> _Aim of the exercise_
Reproduce the entries from the line containing "task | mark one point on each instance of the southern" through the last line of the entries, swapping "tab-separated" for "comma-separated" and leaving everything else as it is.

(Records)

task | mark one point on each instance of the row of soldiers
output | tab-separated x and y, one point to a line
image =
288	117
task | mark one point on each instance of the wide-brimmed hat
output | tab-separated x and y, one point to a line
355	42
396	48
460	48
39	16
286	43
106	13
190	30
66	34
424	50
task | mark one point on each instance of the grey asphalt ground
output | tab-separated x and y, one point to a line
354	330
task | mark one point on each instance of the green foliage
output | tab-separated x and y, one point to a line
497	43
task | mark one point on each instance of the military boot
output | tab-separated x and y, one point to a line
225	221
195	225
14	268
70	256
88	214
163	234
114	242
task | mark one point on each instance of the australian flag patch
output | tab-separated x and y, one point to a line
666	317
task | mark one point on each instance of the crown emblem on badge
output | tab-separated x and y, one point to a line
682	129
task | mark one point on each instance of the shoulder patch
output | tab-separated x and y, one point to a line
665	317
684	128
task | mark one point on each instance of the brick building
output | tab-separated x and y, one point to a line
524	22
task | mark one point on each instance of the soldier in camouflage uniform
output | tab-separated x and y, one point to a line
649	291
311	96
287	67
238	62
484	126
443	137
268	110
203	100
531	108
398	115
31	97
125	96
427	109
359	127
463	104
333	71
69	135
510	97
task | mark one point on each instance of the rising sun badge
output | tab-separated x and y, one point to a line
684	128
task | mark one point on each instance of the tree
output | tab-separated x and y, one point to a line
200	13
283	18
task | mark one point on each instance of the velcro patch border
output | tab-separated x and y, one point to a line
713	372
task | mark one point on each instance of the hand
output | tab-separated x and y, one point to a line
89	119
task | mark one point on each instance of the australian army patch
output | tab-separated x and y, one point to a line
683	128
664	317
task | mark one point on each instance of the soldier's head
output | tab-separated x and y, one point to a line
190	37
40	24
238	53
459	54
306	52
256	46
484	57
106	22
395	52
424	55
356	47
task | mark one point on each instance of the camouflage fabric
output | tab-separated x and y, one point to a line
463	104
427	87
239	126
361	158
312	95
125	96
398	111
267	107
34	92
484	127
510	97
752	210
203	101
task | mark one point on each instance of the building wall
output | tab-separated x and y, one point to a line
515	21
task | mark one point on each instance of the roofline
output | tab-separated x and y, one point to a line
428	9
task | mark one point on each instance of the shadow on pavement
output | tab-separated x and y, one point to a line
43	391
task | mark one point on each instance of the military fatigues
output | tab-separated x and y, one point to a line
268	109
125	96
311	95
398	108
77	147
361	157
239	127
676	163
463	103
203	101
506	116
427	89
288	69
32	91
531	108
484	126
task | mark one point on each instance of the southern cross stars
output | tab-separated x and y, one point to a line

> _Solution to this task_
task | mark one point on each instance of the southern cross stars
output | comma-separated x and y, one point to a line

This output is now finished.